- Extracted data:
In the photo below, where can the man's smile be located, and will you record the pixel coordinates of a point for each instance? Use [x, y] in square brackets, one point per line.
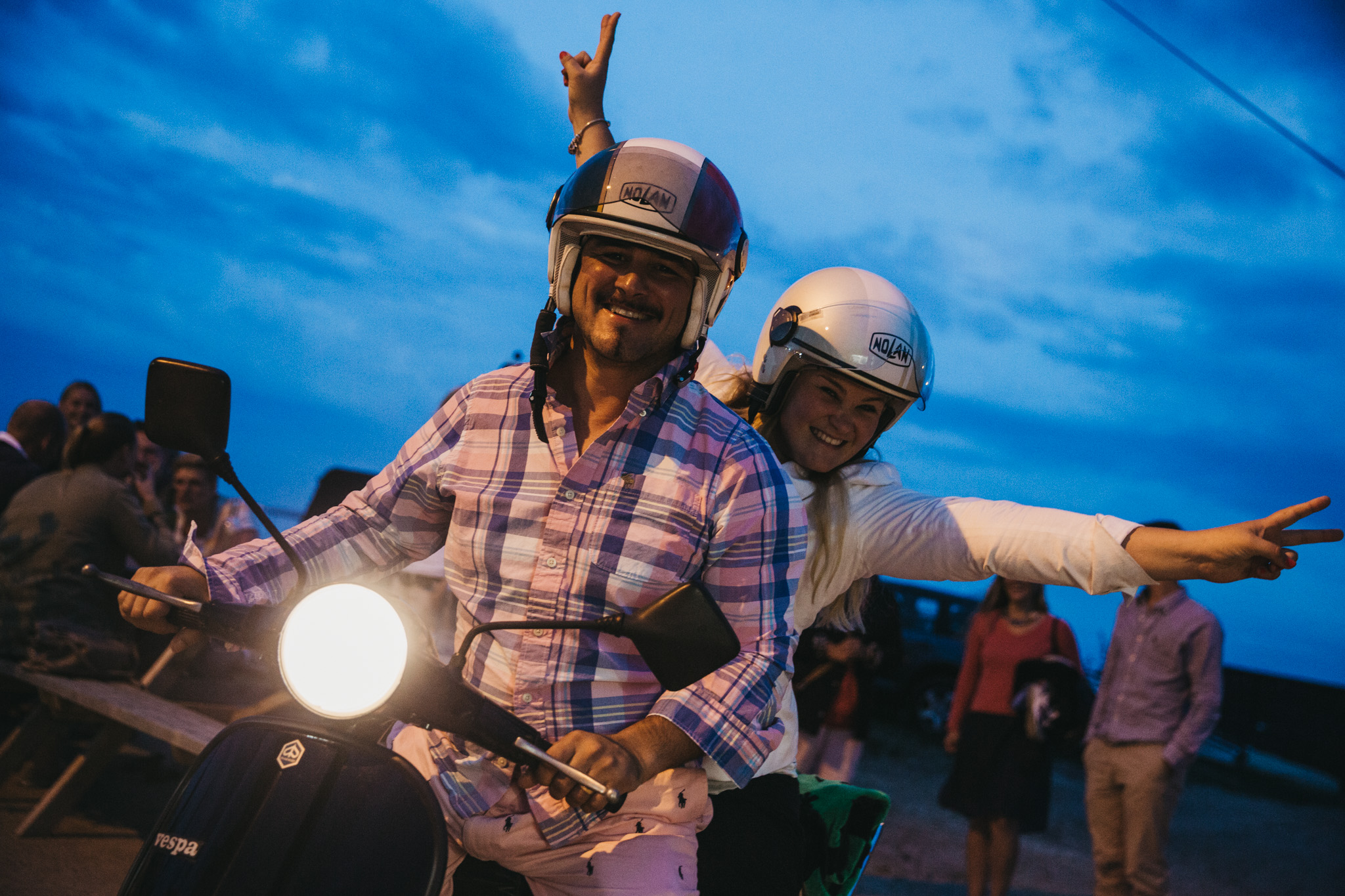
[631, 312]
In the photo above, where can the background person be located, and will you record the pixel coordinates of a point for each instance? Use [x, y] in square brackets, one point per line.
[821, 417]
[221, 523]
[1158, 702]
[79, 402]
[833, 672]
[55, 524]
[30, 446]
[1001, 778]
[154, 464]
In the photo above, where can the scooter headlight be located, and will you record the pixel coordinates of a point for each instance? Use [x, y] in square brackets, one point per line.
[343, 651]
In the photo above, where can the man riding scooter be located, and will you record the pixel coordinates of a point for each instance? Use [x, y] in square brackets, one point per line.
[585, 486]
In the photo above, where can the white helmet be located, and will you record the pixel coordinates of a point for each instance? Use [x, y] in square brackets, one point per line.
[658, 194]
[853, 322]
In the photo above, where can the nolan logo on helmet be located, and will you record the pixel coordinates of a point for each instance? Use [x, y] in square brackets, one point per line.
[892, 349]
[655, 198]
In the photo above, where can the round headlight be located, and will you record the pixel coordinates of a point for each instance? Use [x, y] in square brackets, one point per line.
[342, 651]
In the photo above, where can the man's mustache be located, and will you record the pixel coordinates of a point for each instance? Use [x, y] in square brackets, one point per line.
[628, 304]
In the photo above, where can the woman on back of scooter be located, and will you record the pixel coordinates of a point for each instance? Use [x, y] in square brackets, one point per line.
[841, 358]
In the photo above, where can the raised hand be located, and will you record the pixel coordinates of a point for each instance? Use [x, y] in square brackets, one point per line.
[1252, 550]
[586, 77]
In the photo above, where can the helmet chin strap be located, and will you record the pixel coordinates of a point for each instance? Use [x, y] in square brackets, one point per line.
[540, 363]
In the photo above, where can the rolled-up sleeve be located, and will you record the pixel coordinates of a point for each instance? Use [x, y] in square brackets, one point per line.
[400, 516]
[752, 568]
[916, 536]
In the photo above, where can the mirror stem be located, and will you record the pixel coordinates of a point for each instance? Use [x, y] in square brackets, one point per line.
[225, 469]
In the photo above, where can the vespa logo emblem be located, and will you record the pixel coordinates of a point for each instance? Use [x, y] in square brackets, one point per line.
[290, 756]
[649, 195]
[891, 349]
[178, 845]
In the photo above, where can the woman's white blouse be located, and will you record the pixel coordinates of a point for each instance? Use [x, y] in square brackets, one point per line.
[898, 532]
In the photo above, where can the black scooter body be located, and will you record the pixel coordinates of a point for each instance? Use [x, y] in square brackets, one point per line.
[278, 807]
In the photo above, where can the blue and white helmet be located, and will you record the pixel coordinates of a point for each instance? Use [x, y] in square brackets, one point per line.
[852, 322]
[658, 194]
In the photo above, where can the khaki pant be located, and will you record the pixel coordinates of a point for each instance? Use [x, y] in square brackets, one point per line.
[1130, 796]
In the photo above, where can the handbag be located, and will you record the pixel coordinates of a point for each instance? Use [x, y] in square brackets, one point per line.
[1052, 696]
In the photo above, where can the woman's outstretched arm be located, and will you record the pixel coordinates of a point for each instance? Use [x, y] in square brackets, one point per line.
[1252, 550]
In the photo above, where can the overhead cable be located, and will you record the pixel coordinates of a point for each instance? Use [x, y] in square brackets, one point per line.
[1237, 97]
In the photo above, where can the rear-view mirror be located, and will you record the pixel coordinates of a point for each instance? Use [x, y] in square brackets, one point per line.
[187, 408]
[682, 636]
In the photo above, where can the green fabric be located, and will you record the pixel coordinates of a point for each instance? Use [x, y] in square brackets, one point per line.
[841, 822]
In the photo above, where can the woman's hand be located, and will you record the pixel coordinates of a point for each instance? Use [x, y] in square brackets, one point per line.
[586, 81]
[586, 75]
[1252, 550]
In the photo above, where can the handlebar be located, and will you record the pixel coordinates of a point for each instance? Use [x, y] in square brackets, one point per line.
[142, 590]
[615, 798]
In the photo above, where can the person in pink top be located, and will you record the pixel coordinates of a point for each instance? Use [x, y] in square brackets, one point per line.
[1001, 778]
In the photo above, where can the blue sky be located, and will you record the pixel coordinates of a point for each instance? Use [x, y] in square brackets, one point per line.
[1132, 285]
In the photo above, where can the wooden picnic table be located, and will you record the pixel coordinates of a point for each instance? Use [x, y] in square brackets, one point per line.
[127, 708]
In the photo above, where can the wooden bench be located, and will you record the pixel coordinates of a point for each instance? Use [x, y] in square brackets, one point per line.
[127, 710]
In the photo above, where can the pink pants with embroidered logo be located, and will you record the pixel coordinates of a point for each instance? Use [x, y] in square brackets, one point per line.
[649, 848]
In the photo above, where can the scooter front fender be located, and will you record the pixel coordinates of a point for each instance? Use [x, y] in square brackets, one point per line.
[278, 807]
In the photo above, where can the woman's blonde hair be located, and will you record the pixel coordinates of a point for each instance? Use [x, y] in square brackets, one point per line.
[829, 512]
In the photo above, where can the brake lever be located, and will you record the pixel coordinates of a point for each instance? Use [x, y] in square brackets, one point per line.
[615, 798]
[142, 590]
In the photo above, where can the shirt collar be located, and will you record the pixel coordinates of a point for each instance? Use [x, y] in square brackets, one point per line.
[10, 440]
[653, 391]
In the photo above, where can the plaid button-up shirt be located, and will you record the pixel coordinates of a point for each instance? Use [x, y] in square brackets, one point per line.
[677, 488]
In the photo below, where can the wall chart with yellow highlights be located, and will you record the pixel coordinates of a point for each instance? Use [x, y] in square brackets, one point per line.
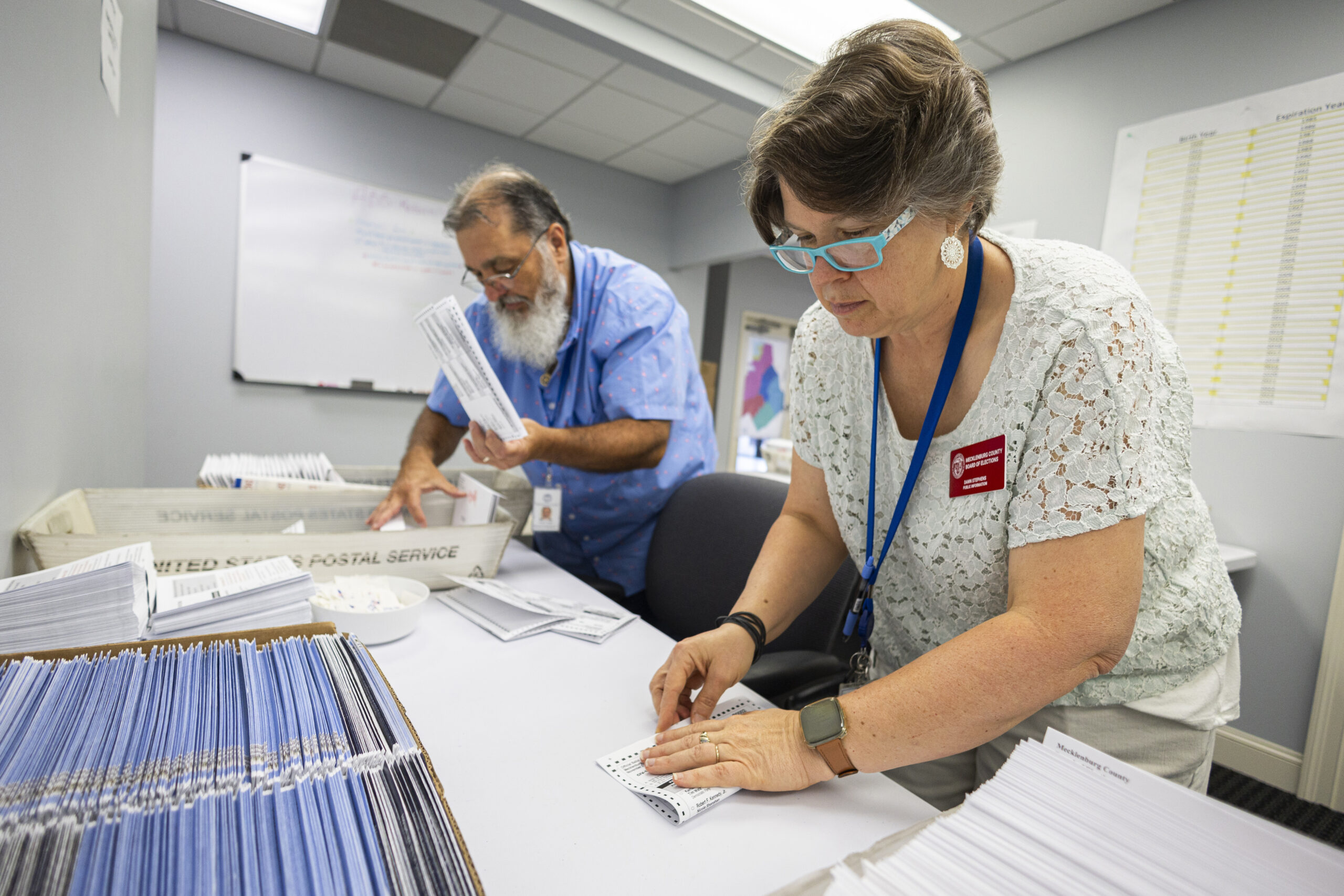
[1232, 219]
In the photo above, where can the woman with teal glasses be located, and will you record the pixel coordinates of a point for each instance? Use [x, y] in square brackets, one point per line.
[996, 431]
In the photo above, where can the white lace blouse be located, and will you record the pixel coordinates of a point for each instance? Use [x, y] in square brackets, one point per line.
[1093, 400]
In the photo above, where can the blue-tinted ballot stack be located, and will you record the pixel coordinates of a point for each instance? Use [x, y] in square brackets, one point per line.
[227, 767]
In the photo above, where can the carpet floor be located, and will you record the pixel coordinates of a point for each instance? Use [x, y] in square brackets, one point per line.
[1277, 805]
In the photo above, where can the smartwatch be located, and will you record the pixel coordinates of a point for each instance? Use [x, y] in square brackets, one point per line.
[824, 730]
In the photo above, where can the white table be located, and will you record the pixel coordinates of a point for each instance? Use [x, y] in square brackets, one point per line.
[514, 731]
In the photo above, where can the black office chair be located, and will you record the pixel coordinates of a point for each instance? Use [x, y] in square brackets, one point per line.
[705, 544]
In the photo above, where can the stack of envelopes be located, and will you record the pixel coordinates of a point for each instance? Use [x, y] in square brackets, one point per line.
[97, 599]
[258, 596]
[229, 767]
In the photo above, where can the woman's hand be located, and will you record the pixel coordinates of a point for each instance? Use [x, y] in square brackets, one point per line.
[757, 750]
[716, 660]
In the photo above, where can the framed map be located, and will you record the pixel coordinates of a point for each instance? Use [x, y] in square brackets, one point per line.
[762, 387]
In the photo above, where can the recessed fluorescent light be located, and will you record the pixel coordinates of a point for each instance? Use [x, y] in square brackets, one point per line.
[306, 15]
[808, 27]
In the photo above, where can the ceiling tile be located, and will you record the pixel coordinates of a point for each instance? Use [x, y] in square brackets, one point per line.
[617, 114]
[468, 15]
[566, 138]
[654, 166]
[486, 112]
[523, 81]
[401, 35]
[637, 82]
[699, 31]
[776, 66]
[730, 119]
[699, 144]
[1061, 23]
[548, 46]
[979, 56]
[377, 76]
[248, 34]
[978, 16]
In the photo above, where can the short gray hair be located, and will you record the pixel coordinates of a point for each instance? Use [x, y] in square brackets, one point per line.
[531, 206]
[894, 117]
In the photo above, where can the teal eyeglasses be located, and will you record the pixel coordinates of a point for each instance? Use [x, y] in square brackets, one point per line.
[847, 256]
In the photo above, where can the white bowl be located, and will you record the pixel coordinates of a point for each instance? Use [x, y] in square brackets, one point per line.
[381, 628]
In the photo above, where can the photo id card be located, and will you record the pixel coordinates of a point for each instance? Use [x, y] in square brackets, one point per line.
[546, 510]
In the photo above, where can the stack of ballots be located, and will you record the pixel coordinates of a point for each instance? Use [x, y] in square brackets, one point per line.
[226, 767]
[227, 471]
[258, 596]
[1062, 817]
[99, 599]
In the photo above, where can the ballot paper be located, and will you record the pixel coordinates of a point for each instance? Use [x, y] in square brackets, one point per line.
[478, 507]
[675, 804]
[224, 471]
[1064, 817]
[102, 598]
[272, 593]
[227, 767]
[512, 613]
[468, 373]
[295, 484]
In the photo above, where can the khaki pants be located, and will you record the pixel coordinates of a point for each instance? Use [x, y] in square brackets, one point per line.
[1167, 749]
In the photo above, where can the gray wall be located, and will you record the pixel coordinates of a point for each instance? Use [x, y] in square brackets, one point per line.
[214, 104]
[75, 254]
[1058, 114]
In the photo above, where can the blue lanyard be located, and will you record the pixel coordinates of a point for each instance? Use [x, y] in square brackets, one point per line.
[862, 610]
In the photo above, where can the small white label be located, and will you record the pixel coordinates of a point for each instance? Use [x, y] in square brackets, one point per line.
[546, 510]
[111, 41]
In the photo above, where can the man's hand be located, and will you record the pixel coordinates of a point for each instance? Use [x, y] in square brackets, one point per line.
[491, 450]
[417, 477]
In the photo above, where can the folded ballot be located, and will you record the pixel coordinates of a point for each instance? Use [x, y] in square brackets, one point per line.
[99, 599]
[1064, 817]
[472, 378]
[673, 803]
[258, 596]
[511, 613]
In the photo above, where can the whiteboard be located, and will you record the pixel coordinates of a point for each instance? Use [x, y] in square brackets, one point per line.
[1232, 219]
[331, 275]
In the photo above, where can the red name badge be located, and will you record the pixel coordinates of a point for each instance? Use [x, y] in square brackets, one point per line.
[978, 468]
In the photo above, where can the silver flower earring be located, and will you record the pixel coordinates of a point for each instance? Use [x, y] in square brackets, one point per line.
[953, 253]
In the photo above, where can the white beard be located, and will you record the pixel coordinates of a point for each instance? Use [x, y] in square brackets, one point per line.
[533, 338]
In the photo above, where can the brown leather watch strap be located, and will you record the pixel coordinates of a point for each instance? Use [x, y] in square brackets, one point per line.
[838, 758]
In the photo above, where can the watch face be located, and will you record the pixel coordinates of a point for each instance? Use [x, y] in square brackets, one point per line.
[822, 722]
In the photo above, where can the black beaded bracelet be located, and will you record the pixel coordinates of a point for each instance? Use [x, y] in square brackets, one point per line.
[753, 625]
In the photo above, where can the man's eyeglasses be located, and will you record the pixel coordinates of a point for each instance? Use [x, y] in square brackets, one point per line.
[848, 254]
[499, 281]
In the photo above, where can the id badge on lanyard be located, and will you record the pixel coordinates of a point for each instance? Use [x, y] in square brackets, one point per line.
[548, 505]
[860, 613]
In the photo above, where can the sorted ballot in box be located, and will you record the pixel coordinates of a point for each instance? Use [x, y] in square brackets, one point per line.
[468, 373]
[209, 530]
[258, 596]
[478, 507]
[511, 613]
[96, 599]
[673, 803]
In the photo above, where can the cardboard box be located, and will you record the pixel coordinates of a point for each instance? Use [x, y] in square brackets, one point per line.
[267, 636]
[201, 530]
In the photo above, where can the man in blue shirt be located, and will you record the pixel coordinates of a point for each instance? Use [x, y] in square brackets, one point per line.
[596, 354]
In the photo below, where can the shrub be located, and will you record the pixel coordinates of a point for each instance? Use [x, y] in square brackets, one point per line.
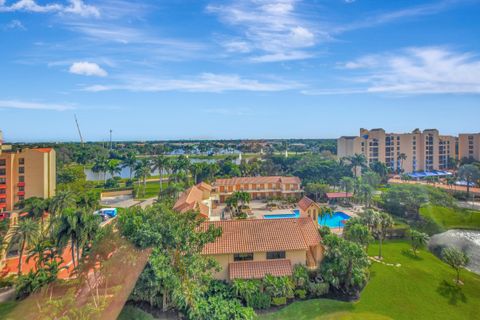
[317, 289]
[301, 293]
[259, 300]
[300, 276]
[280, 301]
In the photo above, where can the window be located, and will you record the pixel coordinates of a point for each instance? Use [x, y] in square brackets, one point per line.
[243, 257]
[276, 255]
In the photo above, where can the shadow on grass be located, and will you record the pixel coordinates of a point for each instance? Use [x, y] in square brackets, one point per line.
[409, 254]
[452, 292]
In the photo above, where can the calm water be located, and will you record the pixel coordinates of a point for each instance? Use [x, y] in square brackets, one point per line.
[125, 173]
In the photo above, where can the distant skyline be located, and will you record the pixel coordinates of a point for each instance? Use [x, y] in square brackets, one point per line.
[245, 69]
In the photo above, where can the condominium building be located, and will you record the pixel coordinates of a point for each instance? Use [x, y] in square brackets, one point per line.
[24, 174]
[253, 248]
[469, 146]
[259, 187]
[407, 152]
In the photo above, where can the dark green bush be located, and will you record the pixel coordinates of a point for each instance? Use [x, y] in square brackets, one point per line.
[280, 301]
[301, 293]
[259, 301]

- Exercise directions: The required output is the exact sequence of lines from the one containing "In the photo above, where can the window" through the end of the listing, both endpoints included.

- Result below:
In the photo above, where can the window be located, and will you record the pixel coordinates of a point for each instance? Use [x, y] in square brackets, one point per line.
[243, 257]
[276, 255]
In the photo above, where can the shadow on grass be located, and will you record the pixel coordinates of a point for each instance? Use [x, y] in square brackets, one point per line.
[409, 254]
[452, 292]
In the photo above, where can the calm water be located, and will you record the pixel coordinates of a point for each instance? Use [x, y] in square brackets, one point per line.
[125, 173]
In the photo above, where can the distant skyline be located, and will you record the pixel coordinates of a point for each instance? Use [x, y] in square brackets, one point per line.
[245, 69]
In the photo above, where can the condominium building be located, and will you record the pixel coordinates of a point for each instance? Use [x, y] in square brackets, one point per line.
[24, 174]
[253, 248]
[469, 146]
[259, 187]
[407, 152]
In the photo above, where can the dark green bush be located, and will you record the pixel coordinates of a point for each instance? Use [x, y] in square brackets, one point per line.
[280, 301]
[301, 293]
[259, 301]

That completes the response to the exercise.